MMS • RSS
Article originally posted on InfoQ. Visit InfoQ
Calin: Hello, everyone, and thank you very much for having me here, first of all, because I’ve been upgraded to this massive room because of the interest that has been registered so I wasn’t expecting this so I’m both humbled and grateful for all of you to come here.
Imagine that you are the systems engineer at the fintech and you have worked on the infrastructure of a payment services provider product for more than a year and within half an hour into a planned penetration test, your whole production cluster gets compromised. We are talking about firewall rules being bypassed and we’re talking about Google Cloud services that you shouldn’t have access to also being bypassed.
In a day and age in which no security control is completely impenetrable, I am here today to talk to you about our hurdles as a financial-regulated institution and some of the things we’ve learned and what you can take away as well.
So who am I? I am Ana Calin and I am the systems engineer in that little story I was telling you about and I work for Paybase.
The things I’m going to cover today. First of all, I’m going to give you a tiny bit of context as who is Paybase and what we do, then we’ll look at the things we’ve achieved so far and some of our tech stacks, so not the complete tech stack but some of it, then I’ll give you proper details about this compromise that I keep on talking about. Some of the things you can take away from security and resilience point of view and then challenges we’ve encountered on our road to compliance, specifically PCI DSS compliance and challenges we’ve managed to avoid specifically because of our cloud native setup.
Paybase is an API-driven payments services provider. Our business model is B2B, so business to business, and our customers are marketplaces, gig/sharing economies, cryptocurrencies or, in more general terms, any businesses that connect a buyer with the seller. Our offering is very important because platform businesses, such as the ones I just mentioned, face a very tough challenge. Not only do they have to solve very complex technical issues, they also now, with the updated regulation, have to either become a regulated payments institution themselves or they have to integrate with a third party. The current solutions, well, they are very costly and they are very inflexible, so we came up with a product that is less expensive, very flexible, and also less complex. In other words, we just make regulation easier for our customers.

============

§ TASKS TO COMPLETE:
**A)** What business model does Paybase follow, according to the talk?
**B)** Switch "half an hour" to "twenty minutes" and give the talk's passage from "Imagine that you" to "also being bypassed." again with that change.

============

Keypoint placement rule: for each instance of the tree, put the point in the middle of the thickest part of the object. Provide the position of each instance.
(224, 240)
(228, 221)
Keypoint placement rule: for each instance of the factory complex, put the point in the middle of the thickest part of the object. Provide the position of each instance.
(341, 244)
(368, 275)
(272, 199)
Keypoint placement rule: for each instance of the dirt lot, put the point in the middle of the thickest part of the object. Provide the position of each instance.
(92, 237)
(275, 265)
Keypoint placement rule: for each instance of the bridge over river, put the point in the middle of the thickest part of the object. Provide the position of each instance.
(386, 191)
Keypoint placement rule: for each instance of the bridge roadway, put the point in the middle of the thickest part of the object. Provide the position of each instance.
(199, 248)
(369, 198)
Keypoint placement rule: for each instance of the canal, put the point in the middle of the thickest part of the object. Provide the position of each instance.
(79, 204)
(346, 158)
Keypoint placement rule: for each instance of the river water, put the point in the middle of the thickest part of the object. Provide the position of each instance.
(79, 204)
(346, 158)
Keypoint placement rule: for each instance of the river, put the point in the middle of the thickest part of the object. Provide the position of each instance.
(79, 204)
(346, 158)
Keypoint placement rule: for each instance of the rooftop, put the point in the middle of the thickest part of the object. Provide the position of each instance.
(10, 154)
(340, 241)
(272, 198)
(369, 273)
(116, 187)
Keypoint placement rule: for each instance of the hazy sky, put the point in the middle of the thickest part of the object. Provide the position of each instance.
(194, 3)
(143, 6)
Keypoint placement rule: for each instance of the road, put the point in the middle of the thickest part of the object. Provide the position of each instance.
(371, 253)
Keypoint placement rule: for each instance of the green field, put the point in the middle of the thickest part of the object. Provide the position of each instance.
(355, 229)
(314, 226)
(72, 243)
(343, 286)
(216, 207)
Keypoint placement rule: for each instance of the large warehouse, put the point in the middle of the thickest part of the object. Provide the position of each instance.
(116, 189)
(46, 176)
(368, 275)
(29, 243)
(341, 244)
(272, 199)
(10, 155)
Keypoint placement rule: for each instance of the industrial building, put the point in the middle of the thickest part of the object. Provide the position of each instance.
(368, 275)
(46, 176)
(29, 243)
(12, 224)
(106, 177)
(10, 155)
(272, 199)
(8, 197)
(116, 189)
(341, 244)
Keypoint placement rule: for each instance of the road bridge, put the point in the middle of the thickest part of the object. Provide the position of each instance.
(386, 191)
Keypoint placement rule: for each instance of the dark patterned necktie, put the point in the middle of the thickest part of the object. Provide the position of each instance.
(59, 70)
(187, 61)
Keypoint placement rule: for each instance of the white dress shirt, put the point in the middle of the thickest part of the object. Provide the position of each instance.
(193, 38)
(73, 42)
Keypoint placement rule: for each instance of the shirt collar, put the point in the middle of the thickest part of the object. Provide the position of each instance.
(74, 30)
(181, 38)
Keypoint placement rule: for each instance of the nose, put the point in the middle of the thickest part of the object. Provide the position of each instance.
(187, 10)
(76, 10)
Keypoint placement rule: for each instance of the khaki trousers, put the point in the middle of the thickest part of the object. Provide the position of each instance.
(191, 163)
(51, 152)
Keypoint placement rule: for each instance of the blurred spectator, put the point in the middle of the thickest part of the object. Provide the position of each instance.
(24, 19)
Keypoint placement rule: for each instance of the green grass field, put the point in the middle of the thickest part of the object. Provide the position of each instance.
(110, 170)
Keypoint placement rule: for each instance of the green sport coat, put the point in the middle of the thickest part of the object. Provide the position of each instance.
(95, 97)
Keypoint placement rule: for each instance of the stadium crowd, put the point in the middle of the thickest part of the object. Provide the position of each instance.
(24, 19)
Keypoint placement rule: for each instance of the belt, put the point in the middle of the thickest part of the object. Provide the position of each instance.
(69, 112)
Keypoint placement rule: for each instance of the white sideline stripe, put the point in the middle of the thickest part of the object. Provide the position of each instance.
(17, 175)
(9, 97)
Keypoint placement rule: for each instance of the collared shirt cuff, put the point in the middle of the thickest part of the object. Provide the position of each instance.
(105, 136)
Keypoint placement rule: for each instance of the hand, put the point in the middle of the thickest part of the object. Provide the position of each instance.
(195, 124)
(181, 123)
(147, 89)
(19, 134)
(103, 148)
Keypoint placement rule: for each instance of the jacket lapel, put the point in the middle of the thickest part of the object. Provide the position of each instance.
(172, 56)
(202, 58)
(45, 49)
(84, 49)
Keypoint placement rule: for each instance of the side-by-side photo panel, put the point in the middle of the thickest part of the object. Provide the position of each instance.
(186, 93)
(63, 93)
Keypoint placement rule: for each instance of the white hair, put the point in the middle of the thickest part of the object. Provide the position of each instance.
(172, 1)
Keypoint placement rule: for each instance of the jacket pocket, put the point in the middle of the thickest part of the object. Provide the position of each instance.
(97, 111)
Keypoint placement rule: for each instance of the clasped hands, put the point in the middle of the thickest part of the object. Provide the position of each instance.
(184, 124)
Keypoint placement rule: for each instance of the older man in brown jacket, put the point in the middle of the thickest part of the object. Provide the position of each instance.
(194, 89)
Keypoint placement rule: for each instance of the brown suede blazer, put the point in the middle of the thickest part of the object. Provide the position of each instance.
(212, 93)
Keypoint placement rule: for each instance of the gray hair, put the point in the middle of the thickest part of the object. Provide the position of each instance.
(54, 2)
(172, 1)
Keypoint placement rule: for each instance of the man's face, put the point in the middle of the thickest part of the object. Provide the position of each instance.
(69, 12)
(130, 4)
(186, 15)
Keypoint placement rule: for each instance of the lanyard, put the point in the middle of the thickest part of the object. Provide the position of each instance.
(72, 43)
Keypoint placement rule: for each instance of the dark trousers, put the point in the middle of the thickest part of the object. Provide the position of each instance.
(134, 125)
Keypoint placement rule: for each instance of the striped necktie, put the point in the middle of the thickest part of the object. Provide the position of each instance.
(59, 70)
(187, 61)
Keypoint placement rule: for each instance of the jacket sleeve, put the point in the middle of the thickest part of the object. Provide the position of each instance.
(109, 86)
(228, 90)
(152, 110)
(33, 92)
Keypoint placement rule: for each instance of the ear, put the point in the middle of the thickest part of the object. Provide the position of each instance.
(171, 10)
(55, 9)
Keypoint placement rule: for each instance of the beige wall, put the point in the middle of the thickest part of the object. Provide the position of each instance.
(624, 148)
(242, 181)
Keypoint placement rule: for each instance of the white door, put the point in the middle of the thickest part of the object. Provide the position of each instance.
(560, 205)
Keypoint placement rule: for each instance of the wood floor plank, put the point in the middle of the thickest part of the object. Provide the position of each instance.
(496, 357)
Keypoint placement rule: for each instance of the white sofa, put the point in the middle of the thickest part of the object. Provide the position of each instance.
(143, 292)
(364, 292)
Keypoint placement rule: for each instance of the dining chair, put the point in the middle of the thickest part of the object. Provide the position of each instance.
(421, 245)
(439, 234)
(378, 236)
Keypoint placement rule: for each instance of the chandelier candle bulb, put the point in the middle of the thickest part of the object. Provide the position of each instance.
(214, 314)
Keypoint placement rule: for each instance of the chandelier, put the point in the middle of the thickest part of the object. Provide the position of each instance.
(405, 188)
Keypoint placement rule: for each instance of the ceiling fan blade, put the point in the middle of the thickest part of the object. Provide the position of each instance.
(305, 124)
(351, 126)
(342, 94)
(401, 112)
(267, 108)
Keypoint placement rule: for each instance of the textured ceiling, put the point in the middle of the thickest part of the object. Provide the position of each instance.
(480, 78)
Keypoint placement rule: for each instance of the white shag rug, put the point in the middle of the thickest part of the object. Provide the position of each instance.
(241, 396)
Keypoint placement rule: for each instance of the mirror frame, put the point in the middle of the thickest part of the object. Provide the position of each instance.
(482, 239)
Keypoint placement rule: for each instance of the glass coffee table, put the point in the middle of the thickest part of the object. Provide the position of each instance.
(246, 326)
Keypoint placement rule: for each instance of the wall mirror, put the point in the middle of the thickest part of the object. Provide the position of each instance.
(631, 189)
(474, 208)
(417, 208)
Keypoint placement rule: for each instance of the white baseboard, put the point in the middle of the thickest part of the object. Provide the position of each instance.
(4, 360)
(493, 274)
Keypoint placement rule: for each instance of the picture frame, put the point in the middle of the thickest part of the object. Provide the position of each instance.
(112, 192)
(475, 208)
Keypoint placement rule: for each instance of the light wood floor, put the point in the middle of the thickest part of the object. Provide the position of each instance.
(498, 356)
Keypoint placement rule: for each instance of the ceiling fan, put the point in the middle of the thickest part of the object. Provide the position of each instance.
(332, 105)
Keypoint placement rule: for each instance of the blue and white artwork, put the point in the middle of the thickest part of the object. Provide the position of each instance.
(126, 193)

============

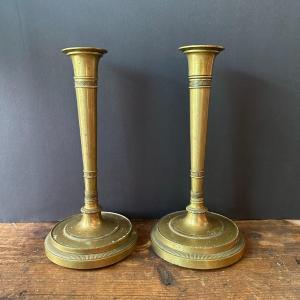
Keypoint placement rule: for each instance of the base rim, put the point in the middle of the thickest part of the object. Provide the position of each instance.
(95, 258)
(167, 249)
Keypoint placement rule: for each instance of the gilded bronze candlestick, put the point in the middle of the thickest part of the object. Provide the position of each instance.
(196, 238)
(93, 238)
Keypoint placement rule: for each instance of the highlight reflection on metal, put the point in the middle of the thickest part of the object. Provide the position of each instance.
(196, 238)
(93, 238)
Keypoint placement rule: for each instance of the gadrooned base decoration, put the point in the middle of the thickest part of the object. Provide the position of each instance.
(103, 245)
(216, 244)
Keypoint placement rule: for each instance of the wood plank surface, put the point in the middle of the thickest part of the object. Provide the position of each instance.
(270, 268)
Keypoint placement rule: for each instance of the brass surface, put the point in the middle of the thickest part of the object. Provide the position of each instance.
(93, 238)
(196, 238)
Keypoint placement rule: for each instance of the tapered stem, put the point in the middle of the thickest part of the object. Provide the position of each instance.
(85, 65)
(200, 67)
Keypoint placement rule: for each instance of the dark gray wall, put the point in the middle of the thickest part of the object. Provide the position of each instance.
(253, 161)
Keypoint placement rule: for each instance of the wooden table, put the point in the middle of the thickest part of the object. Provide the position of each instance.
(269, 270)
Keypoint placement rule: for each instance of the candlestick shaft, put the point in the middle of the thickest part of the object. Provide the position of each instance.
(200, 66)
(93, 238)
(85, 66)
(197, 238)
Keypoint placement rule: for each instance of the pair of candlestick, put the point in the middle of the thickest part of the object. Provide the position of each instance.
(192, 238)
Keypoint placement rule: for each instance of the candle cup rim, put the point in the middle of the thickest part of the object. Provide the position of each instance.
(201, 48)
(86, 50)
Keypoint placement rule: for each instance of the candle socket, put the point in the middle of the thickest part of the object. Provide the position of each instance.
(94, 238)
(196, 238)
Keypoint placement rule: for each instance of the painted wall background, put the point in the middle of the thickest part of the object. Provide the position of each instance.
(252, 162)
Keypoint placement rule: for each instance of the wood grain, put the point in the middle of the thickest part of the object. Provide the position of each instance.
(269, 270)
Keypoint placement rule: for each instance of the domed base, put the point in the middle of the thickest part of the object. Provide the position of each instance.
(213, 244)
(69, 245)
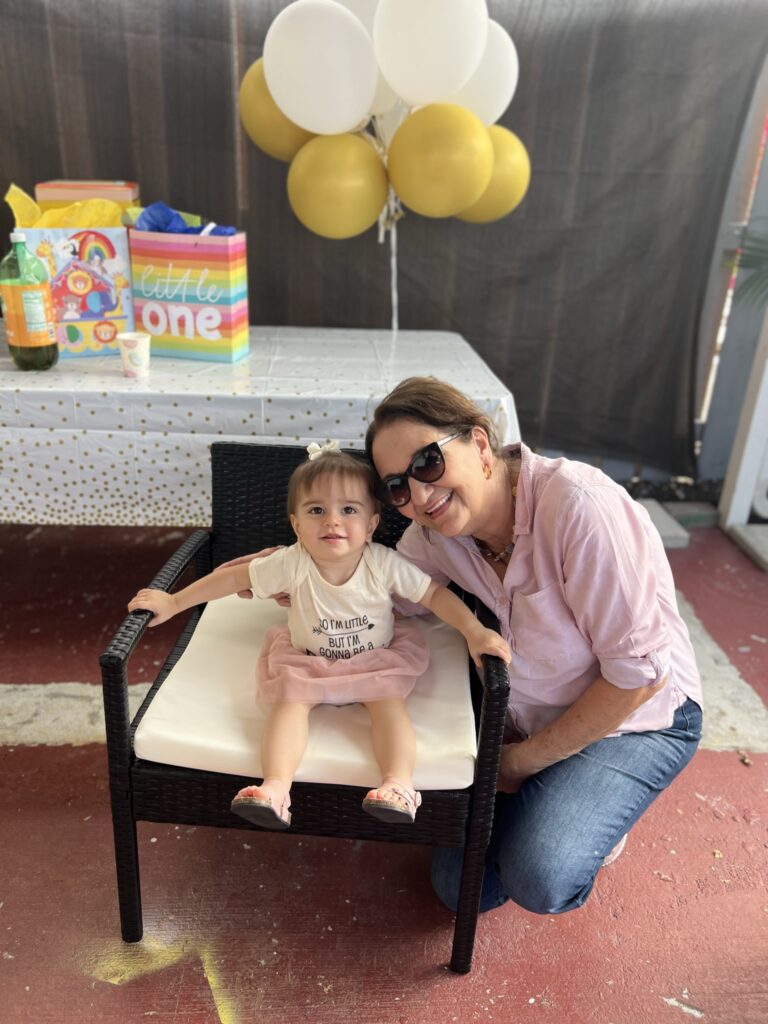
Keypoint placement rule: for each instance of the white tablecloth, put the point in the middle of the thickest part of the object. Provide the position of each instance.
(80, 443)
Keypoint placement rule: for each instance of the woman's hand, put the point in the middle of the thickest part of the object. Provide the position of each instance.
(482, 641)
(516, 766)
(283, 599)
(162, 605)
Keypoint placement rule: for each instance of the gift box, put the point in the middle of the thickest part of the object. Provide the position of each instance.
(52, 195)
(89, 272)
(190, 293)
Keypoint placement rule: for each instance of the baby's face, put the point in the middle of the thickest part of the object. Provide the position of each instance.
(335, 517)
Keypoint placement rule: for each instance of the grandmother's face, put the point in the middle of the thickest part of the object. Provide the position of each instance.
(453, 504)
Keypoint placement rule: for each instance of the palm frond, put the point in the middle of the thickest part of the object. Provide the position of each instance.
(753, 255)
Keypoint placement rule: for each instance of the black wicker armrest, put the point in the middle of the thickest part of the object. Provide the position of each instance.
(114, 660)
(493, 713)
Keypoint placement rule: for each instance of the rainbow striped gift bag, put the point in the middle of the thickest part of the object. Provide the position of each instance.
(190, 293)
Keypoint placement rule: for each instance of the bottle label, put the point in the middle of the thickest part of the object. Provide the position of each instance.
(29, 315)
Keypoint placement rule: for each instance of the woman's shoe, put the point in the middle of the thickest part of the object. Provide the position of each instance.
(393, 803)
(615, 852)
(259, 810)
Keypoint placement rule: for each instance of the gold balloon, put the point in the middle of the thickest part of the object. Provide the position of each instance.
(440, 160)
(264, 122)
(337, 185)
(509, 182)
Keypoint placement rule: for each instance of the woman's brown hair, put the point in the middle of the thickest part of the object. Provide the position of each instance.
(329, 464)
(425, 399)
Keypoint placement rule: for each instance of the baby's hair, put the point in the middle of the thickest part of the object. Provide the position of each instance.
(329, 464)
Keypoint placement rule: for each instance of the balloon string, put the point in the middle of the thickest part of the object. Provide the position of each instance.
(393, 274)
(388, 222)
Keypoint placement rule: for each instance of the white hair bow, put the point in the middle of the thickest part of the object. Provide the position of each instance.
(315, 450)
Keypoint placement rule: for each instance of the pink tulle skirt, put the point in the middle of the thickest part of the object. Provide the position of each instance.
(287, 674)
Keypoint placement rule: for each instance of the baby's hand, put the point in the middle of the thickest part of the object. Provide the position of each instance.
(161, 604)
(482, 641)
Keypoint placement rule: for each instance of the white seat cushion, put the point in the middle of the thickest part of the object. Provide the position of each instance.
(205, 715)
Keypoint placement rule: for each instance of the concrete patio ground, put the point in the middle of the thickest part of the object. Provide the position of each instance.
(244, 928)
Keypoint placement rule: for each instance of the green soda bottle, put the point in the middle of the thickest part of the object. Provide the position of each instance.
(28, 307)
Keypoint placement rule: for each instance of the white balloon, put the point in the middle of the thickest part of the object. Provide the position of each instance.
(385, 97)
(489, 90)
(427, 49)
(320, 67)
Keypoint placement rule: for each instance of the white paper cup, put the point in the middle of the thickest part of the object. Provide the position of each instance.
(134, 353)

============

§ SOLUTIONS TO THE TASKS:
**A)** A B2B (business to business) model.

**B)**
Imagine that you are the systems engineer at the fintech and you have worked on the infrastructure of a payment services provider product for more than a year and within twenty minutes into a planned penetration test, your whole production cluster gets compromised. We are talking about firewall rules being bypassed and we’re talking about Google Cloud services that you shouldn’t have access to also being bypassed.